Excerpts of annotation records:
* begin *

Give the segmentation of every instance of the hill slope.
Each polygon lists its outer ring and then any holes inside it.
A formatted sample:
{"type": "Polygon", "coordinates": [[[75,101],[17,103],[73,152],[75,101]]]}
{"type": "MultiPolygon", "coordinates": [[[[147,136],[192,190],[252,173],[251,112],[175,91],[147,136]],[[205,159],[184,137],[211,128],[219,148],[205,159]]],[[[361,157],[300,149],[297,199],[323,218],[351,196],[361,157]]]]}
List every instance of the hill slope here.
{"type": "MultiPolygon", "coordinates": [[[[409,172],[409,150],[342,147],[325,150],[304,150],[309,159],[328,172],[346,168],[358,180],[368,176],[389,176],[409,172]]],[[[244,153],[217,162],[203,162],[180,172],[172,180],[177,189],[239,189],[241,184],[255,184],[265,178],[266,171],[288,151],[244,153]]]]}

* end *

(Written task) Rewrite every line of the items above as a numbered list, dropping any blank lines.

(Solution to the exercise)
1. Give the segmentation of every instance of the hill slope.
2. Each polygon lists its outer ring and then any holes inside it.
3. A formatted sample:
4. {"type": "Polygon", "coordinates": [[[75,101],[17,103],[73,152],[75,101]]]}
5. {"type": "MultiPolygon", "coordinates": [[[[147,136],[192,190],[252,173],[251,112],[175,91],[147,136]],[[205,159],[184,137],[211,128],[219,148],[205,159]]],[[[361,157],[300,149],[297,199],[323,218],[351,196],[361,157]]]]}
6. List every instance of the hill slope here.
7. {"type": "MultiPolygon", "coordinates": [[[[409,172],[409,150],[342,147],[325,150],[304,150],[309,159],[328,172],[346,168],[358,180],[368,176],[389,176],[409,172]]],[[[244,153],[217,162],[203,162],[180,172],[172,180],[177,189],[239,189],[241,184],[255,184],[265,178],[266,171],[288,151],[244,153]]]]}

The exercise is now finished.